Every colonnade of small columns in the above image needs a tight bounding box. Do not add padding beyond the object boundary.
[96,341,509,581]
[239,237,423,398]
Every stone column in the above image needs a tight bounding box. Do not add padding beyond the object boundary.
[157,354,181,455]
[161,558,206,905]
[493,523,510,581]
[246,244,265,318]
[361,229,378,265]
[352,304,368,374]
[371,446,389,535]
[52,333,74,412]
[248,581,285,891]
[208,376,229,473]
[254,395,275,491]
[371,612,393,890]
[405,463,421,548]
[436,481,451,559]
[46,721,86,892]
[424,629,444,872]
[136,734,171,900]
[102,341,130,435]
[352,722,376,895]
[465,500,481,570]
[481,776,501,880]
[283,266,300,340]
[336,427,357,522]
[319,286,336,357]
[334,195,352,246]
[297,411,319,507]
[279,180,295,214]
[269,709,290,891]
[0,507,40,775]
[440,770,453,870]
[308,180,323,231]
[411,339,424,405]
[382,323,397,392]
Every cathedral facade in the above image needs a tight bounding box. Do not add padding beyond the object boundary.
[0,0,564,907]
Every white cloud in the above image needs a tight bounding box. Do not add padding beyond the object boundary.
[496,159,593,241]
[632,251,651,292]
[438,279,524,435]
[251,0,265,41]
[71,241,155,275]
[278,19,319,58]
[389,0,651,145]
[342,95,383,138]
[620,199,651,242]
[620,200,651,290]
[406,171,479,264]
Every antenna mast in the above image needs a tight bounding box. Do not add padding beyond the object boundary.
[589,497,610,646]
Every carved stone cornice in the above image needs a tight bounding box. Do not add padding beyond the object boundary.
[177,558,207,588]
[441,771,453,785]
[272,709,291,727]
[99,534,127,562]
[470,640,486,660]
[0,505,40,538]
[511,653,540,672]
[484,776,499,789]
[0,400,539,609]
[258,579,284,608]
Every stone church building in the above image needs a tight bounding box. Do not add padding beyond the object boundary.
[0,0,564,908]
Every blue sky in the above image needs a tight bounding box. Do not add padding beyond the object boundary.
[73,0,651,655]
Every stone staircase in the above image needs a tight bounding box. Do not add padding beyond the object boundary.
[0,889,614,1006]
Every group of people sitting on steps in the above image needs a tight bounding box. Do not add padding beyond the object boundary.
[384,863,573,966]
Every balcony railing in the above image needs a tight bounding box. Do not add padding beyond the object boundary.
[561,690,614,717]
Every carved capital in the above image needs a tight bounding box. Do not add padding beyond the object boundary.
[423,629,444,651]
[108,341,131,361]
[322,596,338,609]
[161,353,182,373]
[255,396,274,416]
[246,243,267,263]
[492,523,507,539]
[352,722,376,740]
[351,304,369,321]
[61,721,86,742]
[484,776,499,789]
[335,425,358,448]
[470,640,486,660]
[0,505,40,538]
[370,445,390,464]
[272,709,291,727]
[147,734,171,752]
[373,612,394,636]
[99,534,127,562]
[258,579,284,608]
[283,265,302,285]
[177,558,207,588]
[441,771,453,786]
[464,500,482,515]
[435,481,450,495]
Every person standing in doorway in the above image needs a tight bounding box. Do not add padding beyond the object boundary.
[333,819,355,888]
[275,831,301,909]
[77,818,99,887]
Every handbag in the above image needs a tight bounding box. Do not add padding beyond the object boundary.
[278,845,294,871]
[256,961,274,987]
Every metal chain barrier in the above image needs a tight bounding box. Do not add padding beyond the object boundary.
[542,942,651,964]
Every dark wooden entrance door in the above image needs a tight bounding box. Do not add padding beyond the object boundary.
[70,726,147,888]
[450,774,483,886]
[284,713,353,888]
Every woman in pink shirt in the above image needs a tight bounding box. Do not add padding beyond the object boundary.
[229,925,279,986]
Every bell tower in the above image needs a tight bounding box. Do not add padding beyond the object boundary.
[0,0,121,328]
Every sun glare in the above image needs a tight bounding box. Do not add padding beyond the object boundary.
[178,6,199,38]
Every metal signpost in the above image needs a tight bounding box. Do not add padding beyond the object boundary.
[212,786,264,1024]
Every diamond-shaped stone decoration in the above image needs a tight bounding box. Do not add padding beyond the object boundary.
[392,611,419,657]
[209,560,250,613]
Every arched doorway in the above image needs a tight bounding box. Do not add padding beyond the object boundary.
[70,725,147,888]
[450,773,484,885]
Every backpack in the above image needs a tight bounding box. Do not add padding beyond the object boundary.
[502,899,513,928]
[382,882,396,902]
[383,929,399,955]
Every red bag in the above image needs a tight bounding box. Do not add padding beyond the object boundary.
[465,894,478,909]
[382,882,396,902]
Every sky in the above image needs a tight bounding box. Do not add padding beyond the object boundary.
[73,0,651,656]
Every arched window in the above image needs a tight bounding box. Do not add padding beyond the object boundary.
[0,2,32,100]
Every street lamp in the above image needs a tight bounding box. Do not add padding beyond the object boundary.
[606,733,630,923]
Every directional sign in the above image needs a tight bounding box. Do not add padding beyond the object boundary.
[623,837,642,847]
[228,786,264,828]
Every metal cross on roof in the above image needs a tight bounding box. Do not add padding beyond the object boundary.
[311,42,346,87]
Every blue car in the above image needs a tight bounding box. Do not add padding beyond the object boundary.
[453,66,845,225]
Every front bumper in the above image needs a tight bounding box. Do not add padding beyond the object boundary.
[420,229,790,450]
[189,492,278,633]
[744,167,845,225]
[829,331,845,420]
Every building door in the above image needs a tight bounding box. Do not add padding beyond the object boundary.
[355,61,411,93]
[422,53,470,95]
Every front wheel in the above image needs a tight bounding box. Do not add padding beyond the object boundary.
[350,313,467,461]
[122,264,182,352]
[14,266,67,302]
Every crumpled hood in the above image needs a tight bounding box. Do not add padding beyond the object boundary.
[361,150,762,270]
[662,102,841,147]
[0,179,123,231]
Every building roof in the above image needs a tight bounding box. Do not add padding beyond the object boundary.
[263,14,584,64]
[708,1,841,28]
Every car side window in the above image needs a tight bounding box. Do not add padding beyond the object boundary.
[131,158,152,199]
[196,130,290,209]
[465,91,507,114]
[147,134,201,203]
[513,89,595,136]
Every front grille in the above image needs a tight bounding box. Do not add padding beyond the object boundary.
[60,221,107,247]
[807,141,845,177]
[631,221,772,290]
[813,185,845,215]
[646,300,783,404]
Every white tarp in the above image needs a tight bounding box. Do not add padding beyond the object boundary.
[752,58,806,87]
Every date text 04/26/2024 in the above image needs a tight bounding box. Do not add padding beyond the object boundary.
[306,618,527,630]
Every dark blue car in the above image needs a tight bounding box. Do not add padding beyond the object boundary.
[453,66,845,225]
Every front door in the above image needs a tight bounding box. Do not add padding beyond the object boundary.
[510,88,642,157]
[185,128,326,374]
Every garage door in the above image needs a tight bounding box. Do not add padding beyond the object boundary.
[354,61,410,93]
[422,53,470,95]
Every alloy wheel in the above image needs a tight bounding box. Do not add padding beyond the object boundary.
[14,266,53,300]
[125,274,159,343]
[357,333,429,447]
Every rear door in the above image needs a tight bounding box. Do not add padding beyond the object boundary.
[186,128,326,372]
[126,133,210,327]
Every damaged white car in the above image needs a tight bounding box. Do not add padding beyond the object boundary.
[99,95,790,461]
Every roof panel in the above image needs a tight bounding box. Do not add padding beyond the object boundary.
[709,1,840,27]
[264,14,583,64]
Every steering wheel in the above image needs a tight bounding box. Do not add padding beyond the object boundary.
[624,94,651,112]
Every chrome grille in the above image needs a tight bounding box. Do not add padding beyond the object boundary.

Problem to solve: The records above are to be written out again word for word.

Response to the exercise:
Every colonnade of small columns in the above image needs a tight bounding box. Do not add padding beyond the object boundary.
[96,341,509,581]
[239,237,423,398]
Every stone column in the above image needs a tight bounding box. Do not add padding beyond the object boundary.
[157,354,181,455]
[161,558,206,905]
[493,523,510,581]
[246,244,265,318]
[361,229,378,265]
[352,304,368,374]
[371,446,389,535]
[52,333,74,412]
[248,581,285,891]
[208,376,229,473]
[254,395,275,491]
[371,612,393,890]
[405,463,421,548]
[436,481,451,559]
[46,721,86,892]
[424,629,444,872]
[136,734,171,900]
[102,341,130,435]
[352,722,376,895]
[465,500,481,570]
[481,776,501,880]
[283,266,300,340]
[336,427,357,522]
[319,286,336,357]
[334,195,352,246]
[297,411,319,507]
[279,180,295,214]
[269,709,290,891]
[0,507,40,775]
[440,770,453,870]
[308,180,323,231]
[411,339,424,405]
[382,323,397,392]
Every cathedral facade in the above image needs a tight bounding box. Do not add padding beyond the object boundary.
[0,0,564,907]
Every white cloud in the above image needs a tight bounding box. Do not add padding beyond the object boundary.
[496,159,593,241]
[632,251,651,292]
[438,279,524,435]
[251,0,265,41]
[71,241,155,275]
[278,19,319,58]
[389,0,651,145]
[342,95,383,138]
[620,199,651,242]
[620,200,651,290]
[406,171,479,264]
Every antenna mast in the above image needs a tight bounding box. Do not add padding beyond the object boundary.
[589,497,610,646]
Every carved stone cornice in the above image needs a tight bounding box. Do not add padding beyond the object boundary.
[177,558,207,588]
[441,771,453,785]
[272,709,291,727]
[99,534,127,562]
[470,640,486,660]
[0,505,40,538]
[511,653,540,672]
[484,776,499,789]
[0,400,539,609]
[258,579,284,608]
Every stone church building in the above image needs a tight bounding box. Do not add padding beyond the object boundary.
[0,0,564,908]
Every blue sky in the above image needs a tight bounding box. Do not add padding beyond the object boundary.
[73,0,651,655]
Every stone staircase in the above image needs a tight bounding box. Do not add padding beyond the object boundary.
[0,889,614,1006]
Every group of people sitting on steps in the above image needs a tight bounding box. Do not add padding beyond the object boundary.
[384,863,573,966]
Every balcony railing in the above image needs a tight bounding box. Do not add padding beyond the object boundary.
[561,690,614,717]
Every carved capital in the above image needs a tight bounding box. Do not add padding beyond the object boundary.
[423,629,444,651]
[108,341,131,361]
[322,596,338,609]
[161,353,182,373]
[255,396,274,416]
[246,243,267,263]
[492,523,507,539]
[352,722,376,740]
[351,304,369,321]
[61,721,86,742]
[484,776,499,789]
[335,425,358,448]
[470,640,486,660]
[0,505,40,538]
[370,445,390,464]
[272,709,291,727]
[147,734,171,752]
[373,612,394,636]
[99,534,127,562]
[258,579,284,608]
[283,265,302,285]
[177,558,207,588]
[441,771,453,786]
[464,500,482,515]
[435,481,450,495]
Every person standing in doorway in the above image needs a tight bounding box. Do not add padding beyond the object boundary.
[333,819,355,888]
[275,831,301,909]
[77,818,99,887]
Every handbag in the above image needs a tight bounding box. Do not add padding beyond the object boundary.
[278,845,294,871]
[256,961,274,987]
Every metal chain barrier in the above image needs a tight bounding box. Do not add padding beyond the object boundary.
[542,942,651,964]
Every dark wooden entrance door in the above image needs a tight bounding box. Do not add padding beyond the object boundary.
[70,726,147,888]
[450,774,483,886]
[284,713,353,888]
Every woman in pink shirt in the above image needs a tight bounding box. Do not add padding beyond the object boundary.
[229,925,279,986]
Every bell tower in the above image needs a tight bounding box. Do not add padding beyond the object boundary.
[0,0,121,328]
Every sun glare in the above image needs a tight bounding box. Do not add padding beyond the object boundary.
[178,6,199,38]
Every metal signpost in the above image needs a tight bounding box. Do not add padding beyond the object boundary.
[212,786,264,1024]
Every diamond-shaped stone decoration in the above image needs a tight bounding box. Do not add padding beyond the object boundary.
[392,611,419,657]
[209,560,250,613]
Every arched doorway in the above image needs a tight bounding box. Do not add padding beyond the object boundary.
[70,725,147,888]
[450,773,484,885]
Every backpack in the above image needs a tight bounding box. Do not add padding beyond the object boundary.
[502,899,513,928]
[382,882,396,902]
[383,929,399,955]
Every red bag in the above image needs a tight bounding box. Do not add padding beyond the object boundary.
[465,894,478,909]
[382,882,396,902]
Every sky in the above image needs a tight bounding box. Do not add padding beyond the object boundary.
[73,0,651,656]
Every arched window in the above image needs a tight bounding box. Do not add padding beyond the object boundary.
[0,2,32,100]
Every street lamp in the above image needs a tight bounding box. Do not add padding beyond the object boundary.
[606,733,630,923]
Every directional sign in the above image needs a tight bounding box. Do not add padding beyond the object boundary.
[623,837,642,847]
[228,786,264,828]
Every metal cross on roof in the above image needs a tight bounding box. Do not add padding beyond the object boundary.
[311,42,346,87]
Every blue car in the above image needs a tight bounding box. Do not add padding beyond the object boundary.
[453,66,845,225]
Every front bumper in the above image needs a tight bounding box. Do not add padding beyond the object boundary.
[420,229,790,450]
[189,492,278,633]
[744,167,845,225]
[829,331,845,420]
Every building door in the above image needs a tight bounding box. Do not add padding beyond the object boundary.
[355,61,411,93]
[422,53,470,95]
Every front wheel in the above image needs a tight bounding box. Do not add padding beyond the object boundary.
[350,313,467,461]
[122,264,182,352]
[14,266,67,302]
Every crumpled hood in the above image needs a tight bounding box. Do not add padding beyond the object boundary.
[361,150,762,270]
[662,102,841,147]
[0,179,123,231]
Every building roof in the above image needs a tight bounding box. Do not add padding beyond the object boundary.
[263,14,584,64]
[708,1,841,28]
Every car side window in the above image needs a tight bounding box. Do not add padding beyond the object boundary.
[131,158,152,199]
[196,130,290,209]
[465,91,507,114]
[147,134,201,203]
[513,89,595,136]
Every front grille in the above image needs a tight bounding box. Do not add padding beyond the object boundary.
[60,221,107,247]
[807,141,845,177]
[631,221,772,290]
[813,185,845,215]
[646,300,783,404]
Every white tarp in the above image needs a tight bounding box. Do not add padding beyond the object boundary.
[752,58,806,87]
Every date text 04/26/2024 in the above image needs a tight bounding box. Do not add padding beyond the object boundary.
[306,618,527,630]
Every dark blue car in the above image needs a tight bounding box. Do not add padding beyond the object boundary.
[453,66,845,225]
Every front door in the above image needs a tight bounding box. Do not add padding beyond the object boundary.
[510,88,642,157]
[185,128,326,374]
Every garage door in the above image needs a tight bounding box. Do not add padding beyond the object boundary.
[354,61,410,93]
[422,53,470,95]
Every alloy wheel in the above image needs a tight bounding box. Do not add padding beyond the object boundary.
[14,266,53,300]
[125,274,159,343]
[357,333,429,447]
Every rear door in the above image needs a tight bounding box. Do not add padding beyond the object boundary.
[186,128,326,372]
[126,133,210,327]
Every damaged white car in the above image needs a tight bounding box. Do not add padding beyond the object boundary.
[99,95,790,461]
Every roof panel in the above image needs a tight bounding box. Do not add padding beyond the object boundary.
[709,1,840,27]
[264,14,583,64]
Every steering wheel in the above image needs a tight bounding box. Do not add padding beyond the object boundary.
[624,94,651,112]
Every chrome grille in the above image needs a tight bounding box. Do not add padding beyond the object boundary.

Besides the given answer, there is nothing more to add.